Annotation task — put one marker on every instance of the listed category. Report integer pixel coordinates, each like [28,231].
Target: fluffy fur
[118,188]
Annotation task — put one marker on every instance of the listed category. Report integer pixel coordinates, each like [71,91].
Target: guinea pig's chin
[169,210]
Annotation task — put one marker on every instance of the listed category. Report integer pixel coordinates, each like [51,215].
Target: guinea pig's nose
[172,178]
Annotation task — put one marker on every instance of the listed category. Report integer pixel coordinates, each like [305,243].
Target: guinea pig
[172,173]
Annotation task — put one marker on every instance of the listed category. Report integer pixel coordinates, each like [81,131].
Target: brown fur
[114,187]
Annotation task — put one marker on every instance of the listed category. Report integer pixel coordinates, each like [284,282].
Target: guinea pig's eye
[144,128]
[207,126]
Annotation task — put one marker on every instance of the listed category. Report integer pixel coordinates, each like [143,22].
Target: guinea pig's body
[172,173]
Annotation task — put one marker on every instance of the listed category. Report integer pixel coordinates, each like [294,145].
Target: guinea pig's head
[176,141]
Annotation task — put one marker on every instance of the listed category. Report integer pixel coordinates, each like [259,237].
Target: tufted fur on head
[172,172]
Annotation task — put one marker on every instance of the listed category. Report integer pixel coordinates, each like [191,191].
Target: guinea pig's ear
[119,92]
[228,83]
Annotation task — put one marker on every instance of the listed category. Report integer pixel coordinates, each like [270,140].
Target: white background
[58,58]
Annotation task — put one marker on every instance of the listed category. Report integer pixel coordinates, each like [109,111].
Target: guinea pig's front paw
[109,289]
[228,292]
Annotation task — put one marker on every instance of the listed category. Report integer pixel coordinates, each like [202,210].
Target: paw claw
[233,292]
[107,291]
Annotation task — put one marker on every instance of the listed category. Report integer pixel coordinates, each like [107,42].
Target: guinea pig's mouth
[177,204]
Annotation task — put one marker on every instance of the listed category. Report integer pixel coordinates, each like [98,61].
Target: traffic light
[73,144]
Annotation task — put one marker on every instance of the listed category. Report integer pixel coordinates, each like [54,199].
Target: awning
+ + + + + + +
- What to do: Could you convert every line of the material above into a Markdown table with the columns "Row" and "Line", numbering each row and skipping blank lines?

- Exercise response:
| Row | Line |
|---|---|
| 1 | Annotation task — put one marker on every instance of the listed category. Report integer pixel coordinates, each like [28,231]. |
| 2 | Target: fluffy fur |
| 3 | [118,188] |
| 4 | Annotation task — put one marker on every instance of the listed category. Report integer pixel coordinates, each like [71,91]. |
| 5 | Target: guinea pig's chin |
| 6 | [169,210] |
| 7 | Annotation task — put one marker on every instance of the listed category. Report integer pixel coordinates, each like [51,215]. |
| 8 | Target: guinea pig's nose |
| 9 | [172,178] |
| 10 | Annotation task — put one marker on every instance of the listed category. Report integer pixel coordinates, each like [305,243]. |
| 11 | Target: guinea pig |
| 12 | [172,173] |
| 13 | Annotation task — put one marker on every instance of the listed category. Report integer pixel coordinates, each like [81,131]. |
| 14 | Target: brown fur |
| 15 | [114,187] |
| 16 | Annotation task — put one marker on every instance of the listed category. Report integer pixel coordinates, each like [284,282]. |
| 17 | Target: guinea pig's eye |
| 18 | [144,128] |
| 19 | [207,126] |
| 20 | Annotation task — put one marker on every instance of the listed category. Report integer pixel coordinates, each like [143,22]. |
| 21 | Target: guinea pig's body |
| 22 | [172,173] |
| 23 | Annotation task — put one marker on every instance of the listed category. Report integer pixel coordinates, each like [294,145]. |
| 24 | Target: guinea pig's head |
| 25 | [176,141] |
| 26 | Annotation task — put one marker on every instance of the listed category. Report integer pixel coordinates, each like [259,237]. |
| 27 | Target: tufted fur on head |
| 28 | [172,172] |
| 29 | Annotation task — put one marker on every instance of the listed category. Report integer pixel coordinates, each like [191,191]. |
| 30 | Target: guinea pig's ear |
| 31 | [119,92] |
| 32 | [228,83] |
| 33 | Annotation task — put one marker on every instance of the listed category. Report integer pixel coordinates, each like [270,140]. |
| 34 | Target: white background |
| 35 | [58,58] |
| 36 | Annotation task — put one marker on every instance of the listed category. Report integer pixel coordinates, each like [109,111]. |
| 37 | Target: guinea pig's front paw |
| 38 | [109,289] |
| 39 | [228,292] |
| 40 | Annotation task — put one marker on every instance of the listed category. Report integer pixel coordinates, each like [202,210]. |
| 41 | Target: paw claw |
| 42 | [233,292] |
| 43 | [107,291] |
| 44 | Annotation task — put one marker on every instance of the listed category. Report integer pixel coordinates, each like [107,42]. |
| 45 | Target: guinea pig's mouth |
| 46 | [177,204] |
| 47 | Annotation task — put one marker on every instance of the listed category. Report integer pixel coordinates, each like [98,61]. |
| 48 | Target: traffic light |
| 49 | [73,144] |
| 50 | Annotation task — put one marker on every instance of the listed category. Report integer pixel coordinates, each like [54,199]. |
| 51 | Target: awning |